◆ Task brief ◆
Pick out each line of the records below that contains the word "distant". Matching is case-sensitive.

○ ○ ○ ○

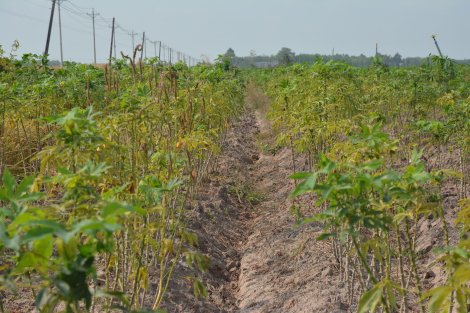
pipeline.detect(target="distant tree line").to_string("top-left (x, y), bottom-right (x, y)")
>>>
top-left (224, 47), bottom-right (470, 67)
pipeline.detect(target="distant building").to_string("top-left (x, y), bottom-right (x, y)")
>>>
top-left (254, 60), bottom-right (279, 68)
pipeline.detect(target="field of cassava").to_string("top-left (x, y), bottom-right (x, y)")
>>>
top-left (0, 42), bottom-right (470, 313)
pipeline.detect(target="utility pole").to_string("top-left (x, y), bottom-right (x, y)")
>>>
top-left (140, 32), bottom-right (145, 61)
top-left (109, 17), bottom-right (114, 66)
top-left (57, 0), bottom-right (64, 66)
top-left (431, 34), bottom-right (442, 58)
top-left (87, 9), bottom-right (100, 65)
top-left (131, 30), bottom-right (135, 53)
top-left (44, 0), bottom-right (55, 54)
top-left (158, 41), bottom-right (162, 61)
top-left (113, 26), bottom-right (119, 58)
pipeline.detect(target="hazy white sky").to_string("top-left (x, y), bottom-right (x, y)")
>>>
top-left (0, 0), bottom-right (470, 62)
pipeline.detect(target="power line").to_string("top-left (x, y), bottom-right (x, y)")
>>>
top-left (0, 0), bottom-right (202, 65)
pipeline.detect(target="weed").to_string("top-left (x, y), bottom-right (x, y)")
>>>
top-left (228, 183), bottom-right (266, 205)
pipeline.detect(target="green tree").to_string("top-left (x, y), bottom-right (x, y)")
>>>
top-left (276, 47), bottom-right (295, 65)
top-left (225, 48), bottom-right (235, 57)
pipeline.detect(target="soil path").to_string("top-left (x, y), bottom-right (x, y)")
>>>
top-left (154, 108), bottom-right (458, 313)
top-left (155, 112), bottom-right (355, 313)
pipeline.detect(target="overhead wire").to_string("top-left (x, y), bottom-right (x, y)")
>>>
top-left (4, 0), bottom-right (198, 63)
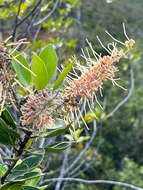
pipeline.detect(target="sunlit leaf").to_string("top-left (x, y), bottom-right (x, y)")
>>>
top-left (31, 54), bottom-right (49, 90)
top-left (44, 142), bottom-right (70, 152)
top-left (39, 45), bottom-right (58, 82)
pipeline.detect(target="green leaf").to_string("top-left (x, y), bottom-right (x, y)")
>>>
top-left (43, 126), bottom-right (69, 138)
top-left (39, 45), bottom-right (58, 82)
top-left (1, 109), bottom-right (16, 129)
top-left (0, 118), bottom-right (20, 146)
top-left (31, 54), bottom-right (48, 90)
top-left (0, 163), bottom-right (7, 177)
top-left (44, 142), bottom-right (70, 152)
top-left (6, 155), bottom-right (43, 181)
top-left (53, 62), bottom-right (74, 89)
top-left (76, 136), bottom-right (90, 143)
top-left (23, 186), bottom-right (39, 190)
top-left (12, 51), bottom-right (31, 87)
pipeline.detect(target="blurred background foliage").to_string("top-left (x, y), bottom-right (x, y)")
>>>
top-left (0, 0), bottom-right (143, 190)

○ ○ ○ ○

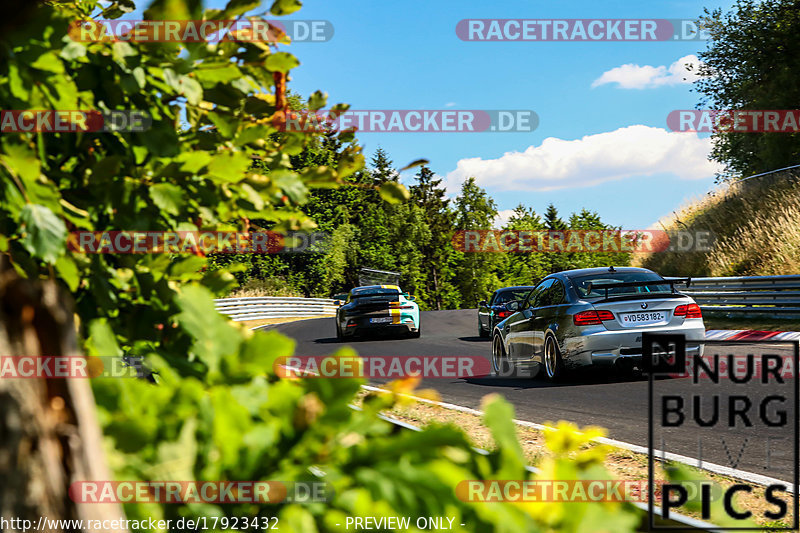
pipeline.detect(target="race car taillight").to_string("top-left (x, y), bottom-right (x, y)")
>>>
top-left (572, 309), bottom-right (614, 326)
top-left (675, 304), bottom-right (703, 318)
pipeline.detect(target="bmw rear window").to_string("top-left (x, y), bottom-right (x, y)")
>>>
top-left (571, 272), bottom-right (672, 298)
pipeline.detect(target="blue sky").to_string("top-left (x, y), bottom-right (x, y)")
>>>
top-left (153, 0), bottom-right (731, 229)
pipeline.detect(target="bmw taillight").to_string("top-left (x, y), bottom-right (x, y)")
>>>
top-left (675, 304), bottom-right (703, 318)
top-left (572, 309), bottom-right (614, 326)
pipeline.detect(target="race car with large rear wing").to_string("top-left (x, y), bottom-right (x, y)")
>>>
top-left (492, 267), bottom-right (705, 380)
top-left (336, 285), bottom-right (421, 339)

○ ○ ○ ○

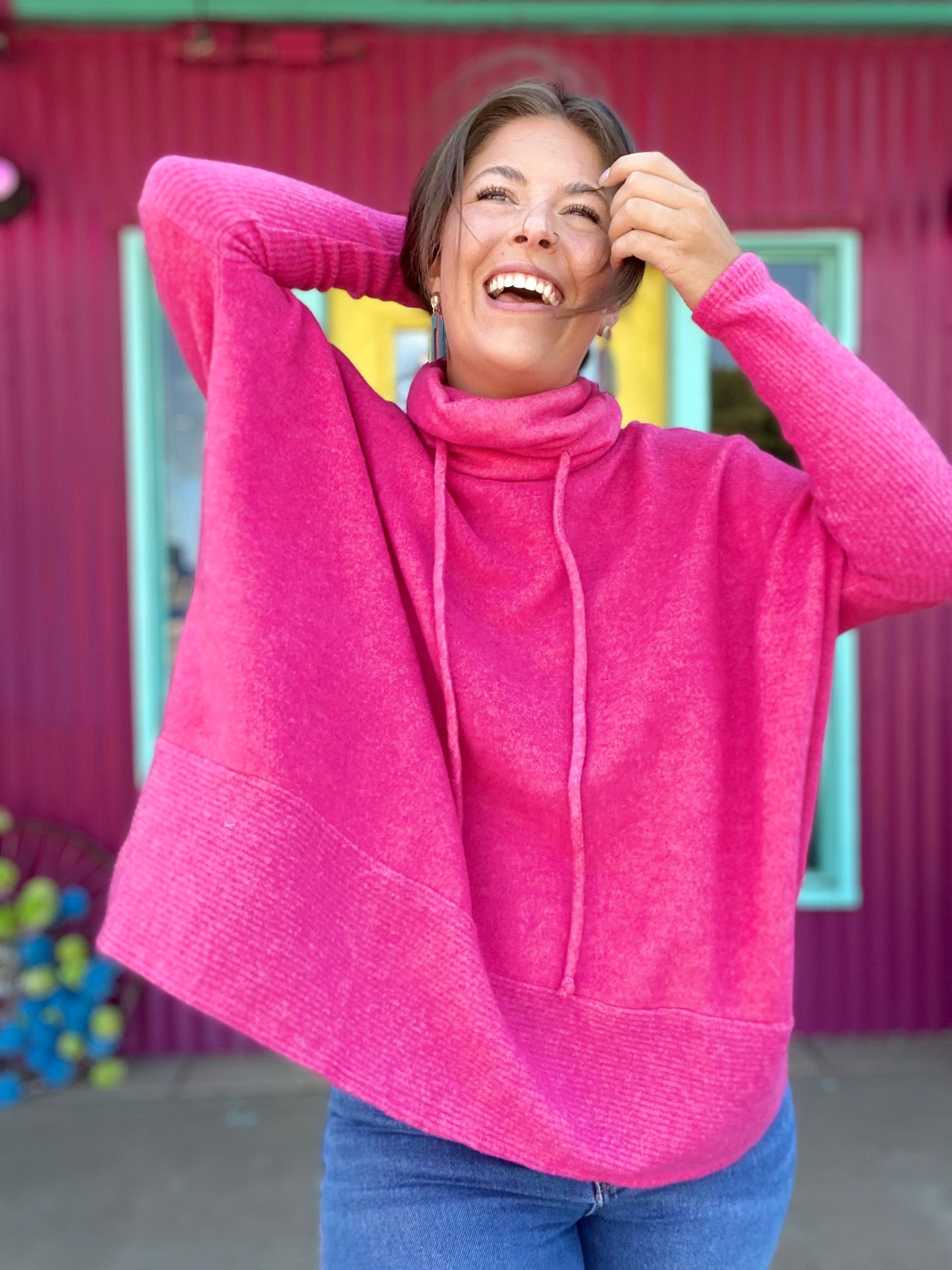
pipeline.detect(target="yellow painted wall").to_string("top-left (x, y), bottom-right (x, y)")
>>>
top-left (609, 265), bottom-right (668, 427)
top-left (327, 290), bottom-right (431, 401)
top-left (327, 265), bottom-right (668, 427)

○ ○ ○ ○

◆ Response ◆
pipeline.detect(target="distant tree line").to_string("top-left (x, y), bottom-right (x, y)")
pipeline.detect(target="distant building").to_string("top-left (x, y), bottom-right (x, y)")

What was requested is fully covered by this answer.